* _PENGGALAN DOKUMEN_
___

Sehingga jawaban salam yang disyari’atkan adalah:
a.
Bila ucapan salam “Assalaamu
‘alaikum” maka jawaban minimal adalah “Wa’alaikumussalaam”, jawaban lebih
adalah “Wa’alaikumussalaam warahmatullaah”, dan jawaban lengkapnya adalah
“Wa’alaikumussalaam warahmatullaahi wabarakaatuh”.
b.
Bila ucapan salam “Assalaamu
‘alaikum warahmatullaah” maka jawaban minimal adalah “Wa’alaikumussalaam
warahmatullaah”, dan jawaban lengkapnya adalah “Wa’alaikumussalaam
warahmatullaahi wabarakaatuh”.
c.
Bila ucapan salam “Assalaamu
‘alaikum warahmatullaahi wabarakaatuh” maka jawaban minimal adalah
“Wa’alaikumussalaam warahmatullaahi wabarakaatuh”
Adab
Ada beberapa adab yang harus diperhatikan dalam menyebarkan
salam, yaitu:
1.
Urutan Salam
Sabda Rasulullah SAW:
a.
Orang yang berkendaraan memberi
salam kepada yang berjalan
b.
Orang yang berjalan memberi salam
kepada orang yang duduk
c.
Rombongan yang sedikit memberi
salam kepada rombongan yang lebih banyak
d.
Yang kecil (muda) memberi salam
kepada yang besar (tua)
(HR. Bukhary).
Itulah urutan salam yang menjadi adab bagi seorang Muslim
untuk menyebarkan salam. Sikap dasar seorang Muslim adalah mencoba memaklumi
orang lain dan tidak meminta untuk dimaklumi. Urutan salam inipun tidak harus
menjadikan kita minta untuk dimaklumi.
Misal orang tua sama sekali tidak mau memberi salam kepada yang lebih muda, dan
menuntut supaya anak-anak muda itu yang harus terlebih dahulu mengucapkan salam
kepadanya. Sikap tuntutan seperti ini tentu saja berlebih-lebihan. Mestinya
seorang Muslim tidak terjebak dengan sikap kekanak-kanakan seperti ini.
2.
Mendahului Salam
Terlepas dari urutan dalam memberi salam, Rasulullah SAW
mengajarkan untuk mendahului dalam memberi salam. Diharapkan kita tidak pasif
dalam mengucapkan salam, yaitu sekedar menanti datangnya ucapan salam dari
orang lain. Diharapkan pula kita tidak menjadi orang yang suka menuntut orang
lain untuk mengucapkan salam duluan. Rasulullah SAW mengajarkan, justru yang
memulai salam itulah orang yang lebih mulia.
Sabdanya:”Seutama-utama manusia bagi Allah adalah yang
mendahului salam (HR. Abu Daud dan Tirmidzi).

___

* _DATA TERSEDIA_
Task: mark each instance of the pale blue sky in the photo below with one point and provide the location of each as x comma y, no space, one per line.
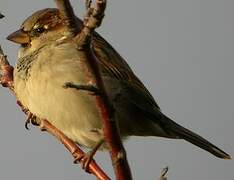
182,50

___

* _TUGAS_
Tolong tentukan apakah pernyataan (a), (b), dan (c) sesuai dengan penggalan dokumen tentang adab salam, lalu jawab masing-masing dengan ya atau tidak dan kutip kata-kata penentunya dari penggalan dokumen itu. (a) Rombongan yang lebih banyak memberi salam kepada rombongan yang sedikit. (b) Orang yang berjalan memberi salam kepada orang yang duduk. (c) Orang yang memulai salam adalah orang yang lebih mulia. Baris-baris data tidak berperan dalam hal ini.

* _JAWABAN SOAL_
(a) Tidak: "Rombongan yang sedikit memberi salam kepada rombongan yang lebih banyak"
(b) Ya: "Orang yang berjalan memberi salam kepada orang yang duduk"
(c) Ya: "yang memulai salam itulah orang yang lebih mulia"